[WHAT YOU ARE ASKED TO DO] Condense the paragraph in the forum post below that begins "I am VERY pleased with the Torque gain" into a short bulleted list, keeping its main facts.

[QUOTED PASSAGE]
## start

# Sticky  Could you please post your Dyno sheet here.



## [email protected] (Oct 27, 2003)

*DYNO Video / Chart = RT High Flow Cats & Nismo Exhaust*

Tonight I dyno'ed my car with Random Technology High Flow Cats and Nismo Exhaust.

****** I AM GETTING A REPRINT OF THIS DYNO, IF YOU NOTICE IT IS NOT SCALED! ******

I had my dyno pull after driving for an hour to get to Powertrain Dynamics. Talked for a while with a guy from down the row of shops. Laughing about things people came in with attached to their car's to try and make power. The funniest thing was a WEED WACKER as a blower! 

Any way to the point of this. MY DYNO!



My car was warm from driving for an hour, out side temp was similar to the previous DYNO. On the same DYNO

Car Details;

What year your Z is? = 2003 purchased April
How many miles was on her? = At time of Dyno 19800
NA, Super Charged or TT? = NA (for now)
Auto or manual? = Manual 
What was the name of the place you dynoed at? = Powertrain Dynamics
What psi did you dyno at if your a Super Charge ot TT? = 1psi Weed Wacker Motor (j/k)
What gear your pull was made? = 5th and ALL PULLS for 6MT should be in 5th the only 1:1 gearing. Auto's in 4th the only 1:1 gear in auto.
What modifications were done when you made your pulls? = Baseline only NISMO EXHAUST and next mod was with the addition of only RT High Flow Cats 
And of coures a picture of your dyno sheet? = See Below 

Previous DYNO 11/01/03 = NISMO Cat Back Exhaust
Latest DYNO 11/18/03 = NISMO Cat Back Exhaust & Random Technology High Flow Cat's 

11-01-03 = 241.4 Actual RWHP / 231.3 Actual Torque (ft-lbs)
11-17-03 = 248.0 Actual RWHP / 239.3 Actual Torque (ft-lbs)

Gain = 6.6 RWHP / 8 Torque

I am VERY pleased with the Torque gain down low and how the gain is across the full span of the powerband. I loose TQ and HP on the 6400 mark faster then with only the exhaust. I am hoping an intake of some kind will fix that. 

It took me over 3 hours to drive home so I dont exactly feel like bending over my car and putting in the K&N Typhoon.

So! Soon to come, Typhoon Install (tommorow) and Dyno of the Typhoon added to this.

## end

[GIVEN DATA]
## start

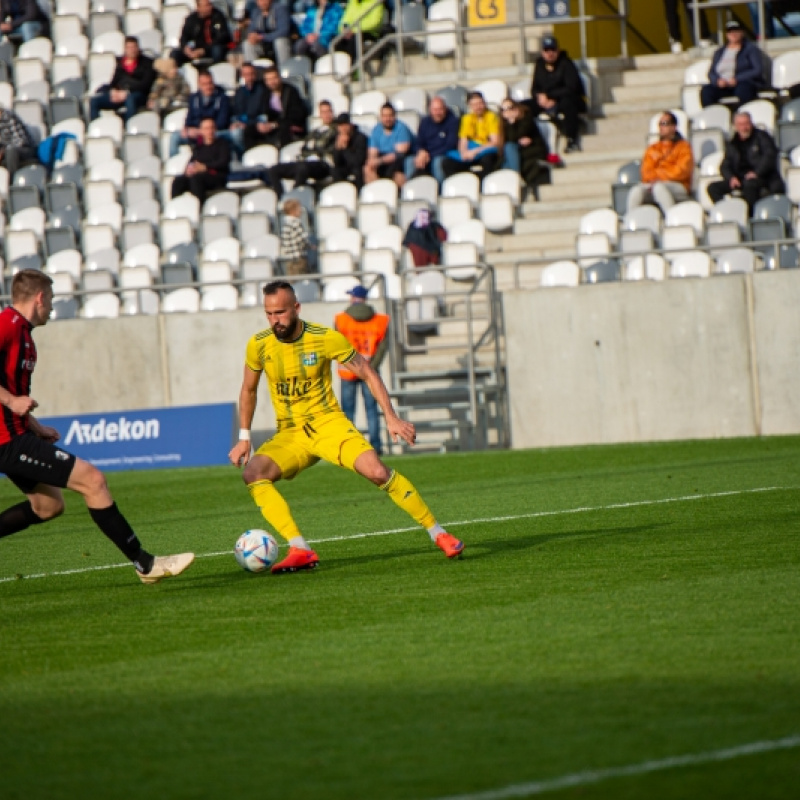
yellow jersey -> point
(299, 372)
(479, 130)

## end

[IN RESPONSE]
- Very pleased with the low-end torque gain
- Pleased that the gain covers the full span of the powerband
- Torque and horsepower now drop off faster at the 6400 mark than with the exhaust alone
- Hopes an intake will fix that